Input data:
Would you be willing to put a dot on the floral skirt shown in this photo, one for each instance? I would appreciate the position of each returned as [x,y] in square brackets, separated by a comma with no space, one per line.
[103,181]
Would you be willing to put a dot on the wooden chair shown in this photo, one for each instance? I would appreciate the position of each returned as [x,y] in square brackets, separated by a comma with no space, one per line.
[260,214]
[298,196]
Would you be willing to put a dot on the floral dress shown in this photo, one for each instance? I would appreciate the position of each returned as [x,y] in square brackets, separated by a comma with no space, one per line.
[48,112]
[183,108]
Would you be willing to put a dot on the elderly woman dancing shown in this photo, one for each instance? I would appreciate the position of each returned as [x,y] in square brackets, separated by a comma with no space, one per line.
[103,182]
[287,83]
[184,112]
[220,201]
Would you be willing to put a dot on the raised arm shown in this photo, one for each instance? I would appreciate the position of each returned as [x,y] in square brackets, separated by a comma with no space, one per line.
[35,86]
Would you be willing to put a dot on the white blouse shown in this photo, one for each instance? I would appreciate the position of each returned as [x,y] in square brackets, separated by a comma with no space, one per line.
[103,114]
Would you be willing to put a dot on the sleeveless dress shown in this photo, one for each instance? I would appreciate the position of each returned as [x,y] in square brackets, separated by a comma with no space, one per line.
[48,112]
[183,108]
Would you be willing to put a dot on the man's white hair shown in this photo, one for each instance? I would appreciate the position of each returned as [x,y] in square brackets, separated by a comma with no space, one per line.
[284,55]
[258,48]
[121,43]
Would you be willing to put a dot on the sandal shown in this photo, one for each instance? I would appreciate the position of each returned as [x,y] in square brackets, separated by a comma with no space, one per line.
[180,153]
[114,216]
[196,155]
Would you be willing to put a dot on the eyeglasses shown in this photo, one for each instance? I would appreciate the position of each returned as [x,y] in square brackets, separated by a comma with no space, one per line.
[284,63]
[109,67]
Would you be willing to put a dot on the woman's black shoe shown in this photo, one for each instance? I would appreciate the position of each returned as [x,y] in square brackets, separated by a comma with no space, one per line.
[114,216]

Exercise objective: Render the part of the records that opens with the line containing "Would you be willing to put a dot on the eyeglasses" and continues through the end of the records as a Markdown table with the columns Row and Line. Include that opening line, number each line in order, and leave out any blank lines.

Answer to the exercise:
| Row | Line |
|---|---|
| 1 | Would you be willing to put a dot on the eyeglasses shown in this photo, one for each instance? I would appreciate the position of each returned as [x,y] in square brackets, separated by a comma with no space, one per line. |
| 2 | [284,63] |
| 3 | [109,67] |
| 4 | Would you be willing to put a dot on the woman's black shoe shown in this photo, one for each instance? I would appreciate the position of each returned as [x,y] in square brackets, separated by a comma with no space, one per line. |
| 5 | [114,216] |